### WHAT IS REQUIRED:
Retype the data below character for character, leaving out the pictures.

(Pointing entries for named objects)
────────────────────

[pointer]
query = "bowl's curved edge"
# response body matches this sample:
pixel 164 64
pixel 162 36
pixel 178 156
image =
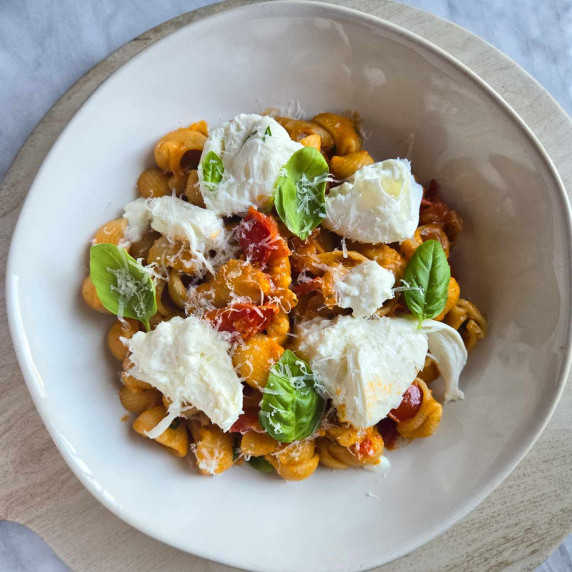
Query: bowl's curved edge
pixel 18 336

────────────────────

### SOLUTION FOR THIS PROBLEM:
[pointer]
query = "bowl's curved edge"
# response body matches this sample:
pixel 164 64
pixel 162 36
pixel 178 156
image =
Query: bowl's curved edge
pixel 18 336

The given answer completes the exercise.